#### DESCRIPTION OF THE TASK:
Tell how many lines in the data below contain "shirt", using one number as the whole reply.

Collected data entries
..............................

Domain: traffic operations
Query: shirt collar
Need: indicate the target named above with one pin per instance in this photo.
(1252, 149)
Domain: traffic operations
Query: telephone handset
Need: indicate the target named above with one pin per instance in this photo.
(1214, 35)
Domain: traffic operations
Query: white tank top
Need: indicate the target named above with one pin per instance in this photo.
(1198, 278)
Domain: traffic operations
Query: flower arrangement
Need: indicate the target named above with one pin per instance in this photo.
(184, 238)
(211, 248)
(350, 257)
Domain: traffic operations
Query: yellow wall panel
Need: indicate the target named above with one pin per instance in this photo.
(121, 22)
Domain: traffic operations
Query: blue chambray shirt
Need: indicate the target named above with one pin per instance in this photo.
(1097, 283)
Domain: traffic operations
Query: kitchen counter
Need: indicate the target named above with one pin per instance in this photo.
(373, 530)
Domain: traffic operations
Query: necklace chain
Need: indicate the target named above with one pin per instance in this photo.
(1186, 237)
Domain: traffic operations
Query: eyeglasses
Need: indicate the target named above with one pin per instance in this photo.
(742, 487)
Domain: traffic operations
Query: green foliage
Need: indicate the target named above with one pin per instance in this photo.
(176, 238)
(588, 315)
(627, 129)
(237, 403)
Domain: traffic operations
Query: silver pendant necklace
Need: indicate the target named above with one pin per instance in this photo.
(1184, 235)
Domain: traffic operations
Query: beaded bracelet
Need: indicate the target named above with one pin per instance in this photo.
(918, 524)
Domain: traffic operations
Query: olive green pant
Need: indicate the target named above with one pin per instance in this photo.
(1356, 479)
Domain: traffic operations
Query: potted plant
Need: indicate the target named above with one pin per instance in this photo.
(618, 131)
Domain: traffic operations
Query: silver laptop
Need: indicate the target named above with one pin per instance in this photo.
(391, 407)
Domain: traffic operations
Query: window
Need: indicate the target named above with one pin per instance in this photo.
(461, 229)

..............................

#### COMPLETED EXERCISE:
2